▶ SOURCE DOCUMENT:
# # # # # # #
In a nail-biter of a contest, one of the most expansive paid family leave bills in country passed in Washington, D.C., today. The new legislation gives eight weeks of paid leave to new parents, and six weeks for those taking care of sick family members, at up to 90 percent of their normal pay (capped at $1000 per week). The program, which advocates have been pushing for nearly two years, will be administered by a social insurance program controlled by the city and funded by a 0.62 percent increase to employer payroll taxes. A last minute threat to the bill emerged earlier this week in the form of an amendment that would have taken the responsibility of administering and paying for the leave away from the city and put it in the hands of individual businesses. In a heated battle, council members voted against this amendment.
The D.C. bill is especially generous in terms of who has access to leave, how much time they can take, and how much money they will receive during that time. In California, where employees are guaranteed up to only 55 percent of their wages, some working class parents can’t afford to take advantage of the program. However, the D.C. bill does fall short of other plans in terms of personal medical leave. lt only offers two weeks of paid leave for personal injuries or illnesses—less than other city and state programs—which advocates say was an attempt to keep costs down.
“It is the most expensive type of leave because it is the one people need most,” Rebecca Ennen, deputy director for development and communication at Jews United for Justice and media coordinator for the DC Paid Family Leave coalition, said over the phone. “Two-thirds of leaves are personal medical leaves. Every story that gets published about these issues is accompanied by a picture of a baby, but really they are most being used by sick people—those who have to go get chemo at lunch.”
According to Ennen, even though the employer mandate version contained the same terms as the social insurance program she and others supported, it would have been less likely to deliver them. While large businesses would have little problem handling paid leave, small business would have struggled to fund the new requirements on their own. With the employer mandate, business with 70 or fewer workers would have been eligible for a $200-per-employee annual tax credit to help ease the cost of providing leave. But for a small business with, for example, a dozen employees, that would have brought them only $2400 year in extra deductions—hardly enough to cover a single eight-week leave.
# # # # # # #
(Records from a collection)

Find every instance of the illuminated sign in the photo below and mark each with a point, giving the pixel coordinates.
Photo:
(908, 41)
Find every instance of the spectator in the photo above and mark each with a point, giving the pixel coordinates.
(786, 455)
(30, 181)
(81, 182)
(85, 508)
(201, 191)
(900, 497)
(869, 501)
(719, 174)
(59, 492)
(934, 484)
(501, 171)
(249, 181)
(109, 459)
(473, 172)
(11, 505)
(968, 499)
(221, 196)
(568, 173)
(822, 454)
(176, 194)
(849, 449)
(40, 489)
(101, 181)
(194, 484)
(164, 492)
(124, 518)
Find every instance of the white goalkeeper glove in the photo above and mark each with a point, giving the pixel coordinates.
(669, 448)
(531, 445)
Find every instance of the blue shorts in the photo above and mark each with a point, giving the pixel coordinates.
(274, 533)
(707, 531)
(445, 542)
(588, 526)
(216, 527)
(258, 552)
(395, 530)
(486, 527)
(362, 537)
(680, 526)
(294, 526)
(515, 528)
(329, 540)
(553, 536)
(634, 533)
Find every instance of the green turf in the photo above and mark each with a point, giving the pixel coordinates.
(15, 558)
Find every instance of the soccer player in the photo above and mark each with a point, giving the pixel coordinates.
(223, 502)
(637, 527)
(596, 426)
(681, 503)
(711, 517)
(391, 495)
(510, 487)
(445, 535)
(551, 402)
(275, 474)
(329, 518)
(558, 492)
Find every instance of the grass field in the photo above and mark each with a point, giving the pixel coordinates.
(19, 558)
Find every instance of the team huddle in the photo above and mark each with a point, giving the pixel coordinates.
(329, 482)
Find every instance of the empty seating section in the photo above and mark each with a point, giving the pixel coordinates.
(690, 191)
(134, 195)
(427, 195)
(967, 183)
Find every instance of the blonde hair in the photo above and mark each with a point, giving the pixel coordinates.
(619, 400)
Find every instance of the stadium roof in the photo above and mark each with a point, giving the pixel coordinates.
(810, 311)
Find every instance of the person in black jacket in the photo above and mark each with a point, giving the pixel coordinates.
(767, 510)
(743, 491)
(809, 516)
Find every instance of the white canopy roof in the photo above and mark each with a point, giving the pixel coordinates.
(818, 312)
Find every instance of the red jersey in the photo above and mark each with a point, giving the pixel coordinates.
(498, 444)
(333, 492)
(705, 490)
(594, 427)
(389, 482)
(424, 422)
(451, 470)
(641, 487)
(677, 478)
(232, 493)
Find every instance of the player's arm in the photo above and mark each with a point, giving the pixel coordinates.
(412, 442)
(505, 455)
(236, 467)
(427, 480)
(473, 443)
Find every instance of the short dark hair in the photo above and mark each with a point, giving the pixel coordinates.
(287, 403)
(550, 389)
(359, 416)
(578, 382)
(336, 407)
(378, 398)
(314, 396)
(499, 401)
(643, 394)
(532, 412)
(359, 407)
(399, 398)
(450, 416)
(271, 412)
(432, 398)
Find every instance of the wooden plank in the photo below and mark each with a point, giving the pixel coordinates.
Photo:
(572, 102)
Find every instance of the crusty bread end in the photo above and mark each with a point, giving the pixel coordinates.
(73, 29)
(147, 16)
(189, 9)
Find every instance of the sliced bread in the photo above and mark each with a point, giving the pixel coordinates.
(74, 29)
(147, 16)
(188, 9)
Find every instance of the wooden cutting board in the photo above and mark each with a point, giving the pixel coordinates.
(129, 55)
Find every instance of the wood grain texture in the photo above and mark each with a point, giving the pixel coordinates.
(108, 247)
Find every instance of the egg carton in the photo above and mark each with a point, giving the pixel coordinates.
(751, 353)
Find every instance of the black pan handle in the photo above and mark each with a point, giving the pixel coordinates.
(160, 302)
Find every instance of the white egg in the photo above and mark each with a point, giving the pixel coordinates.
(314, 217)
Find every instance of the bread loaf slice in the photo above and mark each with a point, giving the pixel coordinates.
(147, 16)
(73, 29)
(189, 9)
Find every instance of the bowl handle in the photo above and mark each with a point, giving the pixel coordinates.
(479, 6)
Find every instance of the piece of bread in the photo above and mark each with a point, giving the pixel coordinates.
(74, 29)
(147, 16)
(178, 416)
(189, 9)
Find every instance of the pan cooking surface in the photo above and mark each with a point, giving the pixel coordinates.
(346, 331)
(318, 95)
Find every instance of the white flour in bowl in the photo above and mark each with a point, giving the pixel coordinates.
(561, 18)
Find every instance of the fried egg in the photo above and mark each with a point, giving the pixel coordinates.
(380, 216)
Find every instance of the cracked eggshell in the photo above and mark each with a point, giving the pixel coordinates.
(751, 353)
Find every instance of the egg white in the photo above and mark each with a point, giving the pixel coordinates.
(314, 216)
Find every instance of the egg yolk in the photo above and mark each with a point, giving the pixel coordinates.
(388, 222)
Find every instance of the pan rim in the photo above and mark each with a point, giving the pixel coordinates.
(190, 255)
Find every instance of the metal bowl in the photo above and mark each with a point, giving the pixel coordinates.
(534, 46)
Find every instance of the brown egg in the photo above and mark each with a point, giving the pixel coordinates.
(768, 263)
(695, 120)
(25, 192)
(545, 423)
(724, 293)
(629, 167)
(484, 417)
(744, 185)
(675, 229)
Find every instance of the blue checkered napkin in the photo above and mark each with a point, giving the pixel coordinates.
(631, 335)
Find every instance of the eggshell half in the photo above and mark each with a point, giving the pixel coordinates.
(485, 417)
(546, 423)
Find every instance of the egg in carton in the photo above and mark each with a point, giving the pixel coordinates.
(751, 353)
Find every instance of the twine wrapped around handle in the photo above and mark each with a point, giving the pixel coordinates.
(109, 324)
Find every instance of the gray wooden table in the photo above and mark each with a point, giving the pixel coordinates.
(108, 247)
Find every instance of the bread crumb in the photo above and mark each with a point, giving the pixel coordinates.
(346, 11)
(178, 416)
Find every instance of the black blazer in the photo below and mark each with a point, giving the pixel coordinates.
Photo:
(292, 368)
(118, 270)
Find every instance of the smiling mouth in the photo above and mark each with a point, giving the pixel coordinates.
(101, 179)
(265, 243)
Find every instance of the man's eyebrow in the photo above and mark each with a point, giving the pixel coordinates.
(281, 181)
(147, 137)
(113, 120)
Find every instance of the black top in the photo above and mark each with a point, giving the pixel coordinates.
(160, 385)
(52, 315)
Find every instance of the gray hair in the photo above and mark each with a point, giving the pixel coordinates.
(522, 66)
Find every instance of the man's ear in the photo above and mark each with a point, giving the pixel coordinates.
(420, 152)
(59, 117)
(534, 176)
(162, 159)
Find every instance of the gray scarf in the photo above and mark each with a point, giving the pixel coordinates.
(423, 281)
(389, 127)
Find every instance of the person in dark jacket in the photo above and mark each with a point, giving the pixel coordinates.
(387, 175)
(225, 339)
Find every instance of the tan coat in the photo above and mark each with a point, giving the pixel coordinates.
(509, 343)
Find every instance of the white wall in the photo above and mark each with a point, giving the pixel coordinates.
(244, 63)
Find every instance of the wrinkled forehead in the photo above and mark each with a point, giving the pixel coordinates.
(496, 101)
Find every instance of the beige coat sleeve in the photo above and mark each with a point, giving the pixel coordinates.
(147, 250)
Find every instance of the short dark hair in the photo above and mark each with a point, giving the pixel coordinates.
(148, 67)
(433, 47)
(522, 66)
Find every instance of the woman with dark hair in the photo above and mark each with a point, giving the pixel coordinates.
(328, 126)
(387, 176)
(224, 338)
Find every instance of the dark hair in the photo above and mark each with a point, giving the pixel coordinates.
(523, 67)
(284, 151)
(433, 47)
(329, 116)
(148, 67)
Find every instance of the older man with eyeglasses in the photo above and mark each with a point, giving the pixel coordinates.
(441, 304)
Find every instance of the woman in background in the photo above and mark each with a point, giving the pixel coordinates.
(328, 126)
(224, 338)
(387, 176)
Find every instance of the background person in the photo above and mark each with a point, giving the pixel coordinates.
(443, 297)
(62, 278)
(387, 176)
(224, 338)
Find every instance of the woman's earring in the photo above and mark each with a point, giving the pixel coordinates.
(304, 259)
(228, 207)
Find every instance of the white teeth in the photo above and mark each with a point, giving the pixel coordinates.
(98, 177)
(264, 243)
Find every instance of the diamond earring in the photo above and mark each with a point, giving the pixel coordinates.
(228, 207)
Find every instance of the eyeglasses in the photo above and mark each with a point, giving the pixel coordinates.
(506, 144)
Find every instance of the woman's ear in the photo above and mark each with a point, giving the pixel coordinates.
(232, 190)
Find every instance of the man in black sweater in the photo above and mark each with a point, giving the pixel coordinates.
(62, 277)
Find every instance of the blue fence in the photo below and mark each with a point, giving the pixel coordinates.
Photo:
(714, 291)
# # # # # # #
▶ ASSIGNED TASK A: Reproduce everything from "The D.C. bill is" down to "keep costs down." in the article on the D.C. paid family leave bill.
▶ ASSIGNED TASK B: Carry the article on the D.C. paid family leave bill forward from the point where it stops.

▶ TASK RESPONSE A:
The D.C. bill is especially generous in terms of who has access to leave, how much time they can take, and how much money they will receive during that time. In California, where employees are guaranteed up to only 55 percent of their wages, some working class parents can’t afford to take advantage of the program. However, the D.C. bill does fall short of other plans in terms of personal medical leave. lt only offers two weeks of paid leave for personal injuries or illnesses—less than other city and state programs—which advocates say was an attempt to keep costs down.

▶ TASK RESPONSE B:
Other concerns of Ennen’s about the employer mandate included the ways in which it would have made enforcing the program more difficult. For one, the amendment didn’t include any provisions for making sure businesses are following the rules, nor did it clarify what to do if they didn’t. Also, she was concerned that leaving it up to individual businesses would have given them an incentive to discriminate against women of childbearing age when hiring. Lastly, with the employee mandate, self-employed and contract employees would not have been eligible for paid leave, whereas with the social insurance system they are.
Critiques of the social insurance program said that it would be too expensive, and that most businesses prefer to handle leave on their own. Defenders claimed that it will pay for itself within a few years time. As for its potential effects on employers themselves, a study on the long-term effects of social insurance-funded paid leave program in California found that most businesses believe that they were either unaffected by the program or benefitted from it.
Ultimately, while Ennen is glad that the employer mandate amendment didn’t pass, she said she sees the fact that they convinced everyone that paid leave is necessary was a victory in and of itself.
“It’s pretty amazing that we got to the point where they just said, okay, we’ll just pay it ourselves,” Ennen said.
The current plan is for the social insurance fund to start collecting taxes in 2019 and paying benefits in 2020, a timeline that Ennen finds overly cautious. “I think it may happen faster.”